-- Text block --

While the Chronica Reinhardsbrunnensis names the 'comes Conradus de Honsteyn (filius Beringeri di Sangirhusen)' as ancestor of 'all of the Hohnstein', the Iohannis Capitis Historia Monasterii Ilfeldensis, the History of the Monastery of Ilfeld, names one 'Elgerus secundus' as 'first count in the Hohnstein'. He is said to have obtained the castle from Reinvig, the widow of Esico of Hohnstein († about 1175). This Esico may be identical with Esico (Hesiko) of Orlamünde, a younger son of Hermann I of Weimar-Orlamünde, but I could not prove that for sure. As younger son, he might have taken the title after his wife's possessions. There is no proof that Reinvig, whose parents are not mentioned in the Historia Ilfeldensis, was the daughter of Konrad of Sangerhausen, or that he is indeed identical with the obscure Conradus de Honsteyn († 1145), but there is enough open space for a geneaological connection to be made in later centuries (7).

Remains of the great hall

Reinvig and Esico obviously had only a daugher, Lutradis, and she was married to the Elger 'secundus' (Adelger II) of Ilfeld mentioned above as the first Count of Hohnstein, according to the Historia Ilfedensis (8). He lived on the neighbouring hill, more or less. The marriage took place in ~1162.

The inner yard

The counts of Ilfeld can be traced back to a charte dating to 1128, in which the Archbishop of Mainz confirms a donation of property for the soul of one 'comes Adelgeri' who was the father of 'Elger who built castrum Yliburgk' (Ilburg, from which the family took the name Ilfeld). This Elger appears in a few chartes since 1154. He was married to a Bertrada (8); they were the parents of our Elger II. Elger I died in 1160; his wife in 1190.

The outer gate

Elger II of Ilfeld appears as witness in several chartes and accompagnied Duke Heinrich the Lion on his pilgrimage to Jerusalem in 1172. Elger received the Hohnstein as fief from Heinrich the Lion in 1178 and from that time alternately used Ilfeld or Hohnstein as designation.

-- Data shown --

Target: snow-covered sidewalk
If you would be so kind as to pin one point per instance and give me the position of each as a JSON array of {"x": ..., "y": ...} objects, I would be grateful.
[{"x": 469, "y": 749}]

-- Parts of the exercise --
1) List every death year that the passage on the counts of Hohnstein gives, with the person who died.
2) Using the passage on the counts of Hohnstein, say whether each statement agrees with it:
(a) Lutradis and Elger II married around 1162.
(b) Elger II received the Hohnstein as a fief from the Archbishop of Mainz.
(c) The Historia Ilfeldensis names Reinvig's parents.
3) Carry the passage on the counts of Hohnstein on from its final sentence.
The lines have no connection to the passage on the counts of Hohnstein.

-- The results --
1)
Conradus de Honsteyn: 1145
Elger I: 1160
Esico of Hohnstein: about 1175
Bertrada, wife of Elger I: 1190

2)
(a) Yes: "The marriage took place in ~1162."
(b) No: "Elger received the Hohnstein as fief from Heinrich the Lion in 1178"
(c) No: "whose parents are not mentioned in the Historia Ilfeldensis"

3)
Remains of some outbuildings

It is said that Heinrich the Lion had got Hohnstein Castle as imperial fief from Friedrich Barbarossa (10). Whatever the early status of Castle Hohnstein, it seems to have fallen to the emperor with the death of Esico of Hohnstein. On the other hand it is said that Elger obtained it from Esico's widow Reinvig who in that case must have had the right to sell / give it. Things get even more complicated by the mention of one Burchard of Hohnstein who in 1178 signed a charte about a transfer of possessions between the Abbot of Fulda and one of his ministeriales. Among the bunch of witnesses is also an Adelger of Ilfeld, who must be identical with Elger II. Burchard obviously was a chatellain - his family would later spread and take the names of Arnswald and Aschenrode, though they continued to serve as chatellains on the Hohnstein. But who installed him? Esico, the emperor Friedrich Barbarossa, or even Elger II of Ilfeld?

The count's lodgings, seen from a higher level

The most likely scenario is that Reinvig had the right to live in the castle after her husband's death (while a chatellain ran the place for the emperor and later duke Heinrich). Her daughter probably lived in Ilfeld Castle with her husband, but he wanted to move to the Hohnstein, and that was Reinvig's to decide. Since Elger obviously had a good relationship with Heinrich the Lion, the duke gave the castle as fief to Elger (who kept Burchard as chatellain) (11)

Honstein Castle must have been larger and more comfortable than Ilfeld, since the latter was dismantled to build the Abbey of Ilfeld which Elger and Lutrudis founded 'in gratitude for the safe return from pilgrimage' in 1184.

Gate house (right) with round tower (left)

What we can say for sure after sorting out all those messes, is that the castle came to the counts of Ilfeld by the female line of whoever lived in Hohnstein before Elger II got the castle as fief from Heinrich the Lion in 1178. Since that time the counts of Ilfeld lived on the Hohnstein and took its name as their own.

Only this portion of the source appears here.